◆ 问题描述 ◆
请从下方数据中包含“Return one point per instance of the rear door handle”的那一行起，到数据末尾为止，逐字照抄这些行，首尾两行都要包括在内。

#####

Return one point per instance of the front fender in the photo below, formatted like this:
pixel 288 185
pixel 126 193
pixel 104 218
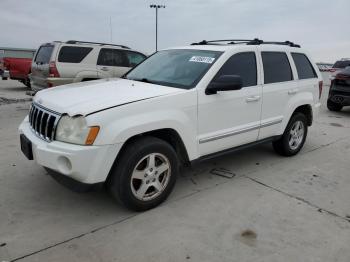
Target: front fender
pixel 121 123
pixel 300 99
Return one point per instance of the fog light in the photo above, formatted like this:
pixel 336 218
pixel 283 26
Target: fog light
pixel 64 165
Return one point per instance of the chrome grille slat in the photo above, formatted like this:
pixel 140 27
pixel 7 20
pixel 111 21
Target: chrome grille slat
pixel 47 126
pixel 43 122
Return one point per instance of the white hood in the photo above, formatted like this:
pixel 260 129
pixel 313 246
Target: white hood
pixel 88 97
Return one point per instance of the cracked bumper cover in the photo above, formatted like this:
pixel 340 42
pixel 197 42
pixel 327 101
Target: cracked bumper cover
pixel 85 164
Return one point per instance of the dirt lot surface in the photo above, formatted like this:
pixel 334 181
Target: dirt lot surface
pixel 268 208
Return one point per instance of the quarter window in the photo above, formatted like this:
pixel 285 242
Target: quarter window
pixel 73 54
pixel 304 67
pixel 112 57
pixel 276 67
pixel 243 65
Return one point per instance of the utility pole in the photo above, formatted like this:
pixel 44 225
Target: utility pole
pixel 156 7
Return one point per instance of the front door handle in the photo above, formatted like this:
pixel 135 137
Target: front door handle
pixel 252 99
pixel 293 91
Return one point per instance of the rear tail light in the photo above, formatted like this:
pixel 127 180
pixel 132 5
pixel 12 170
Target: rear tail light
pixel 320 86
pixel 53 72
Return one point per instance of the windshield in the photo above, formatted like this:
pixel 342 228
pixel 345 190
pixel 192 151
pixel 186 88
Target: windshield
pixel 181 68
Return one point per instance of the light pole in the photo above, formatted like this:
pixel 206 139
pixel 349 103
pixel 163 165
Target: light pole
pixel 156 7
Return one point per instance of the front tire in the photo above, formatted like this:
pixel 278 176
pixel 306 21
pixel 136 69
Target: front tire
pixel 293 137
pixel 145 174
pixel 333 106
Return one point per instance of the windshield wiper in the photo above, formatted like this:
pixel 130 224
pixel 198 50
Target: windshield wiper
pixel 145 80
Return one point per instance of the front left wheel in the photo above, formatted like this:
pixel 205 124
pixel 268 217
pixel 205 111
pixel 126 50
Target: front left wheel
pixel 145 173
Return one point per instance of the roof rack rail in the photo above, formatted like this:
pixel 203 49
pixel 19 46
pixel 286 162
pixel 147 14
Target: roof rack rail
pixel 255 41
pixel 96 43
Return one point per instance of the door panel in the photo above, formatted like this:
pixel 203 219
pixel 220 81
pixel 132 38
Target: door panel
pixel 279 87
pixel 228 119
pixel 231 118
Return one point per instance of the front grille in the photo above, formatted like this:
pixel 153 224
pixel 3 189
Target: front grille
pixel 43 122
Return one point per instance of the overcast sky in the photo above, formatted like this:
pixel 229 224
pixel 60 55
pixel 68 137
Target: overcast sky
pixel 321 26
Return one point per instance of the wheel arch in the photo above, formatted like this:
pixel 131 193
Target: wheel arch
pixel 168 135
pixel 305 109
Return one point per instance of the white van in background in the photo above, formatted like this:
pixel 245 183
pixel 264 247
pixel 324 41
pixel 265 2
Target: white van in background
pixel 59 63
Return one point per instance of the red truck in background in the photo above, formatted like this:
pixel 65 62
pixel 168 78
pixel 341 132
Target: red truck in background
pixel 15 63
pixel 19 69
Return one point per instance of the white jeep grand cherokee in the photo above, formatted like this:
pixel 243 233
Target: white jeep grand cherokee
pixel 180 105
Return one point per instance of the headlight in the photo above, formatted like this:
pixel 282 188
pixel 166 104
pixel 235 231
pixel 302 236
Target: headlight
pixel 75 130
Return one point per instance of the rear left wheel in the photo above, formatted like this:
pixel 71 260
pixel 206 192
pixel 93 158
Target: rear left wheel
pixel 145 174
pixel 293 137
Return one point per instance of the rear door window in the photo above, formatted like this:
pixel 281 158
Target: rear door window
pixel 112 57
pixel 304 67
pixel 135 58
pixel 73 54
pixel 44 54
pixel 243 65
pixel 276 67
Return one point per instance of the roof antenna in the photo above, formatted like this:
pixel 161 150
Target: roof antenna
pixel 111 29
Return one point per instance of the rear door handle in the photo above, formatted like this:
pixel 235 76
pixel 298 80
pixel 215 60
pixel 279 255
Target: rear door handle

#####

◆ 预期输出 ◆
Return one point per instance of the rear door handle in the photo above, formatted like this:
pixel 235 76
pixel 298 80
pixel 215 60
pixel 279 255
Target: rear door handle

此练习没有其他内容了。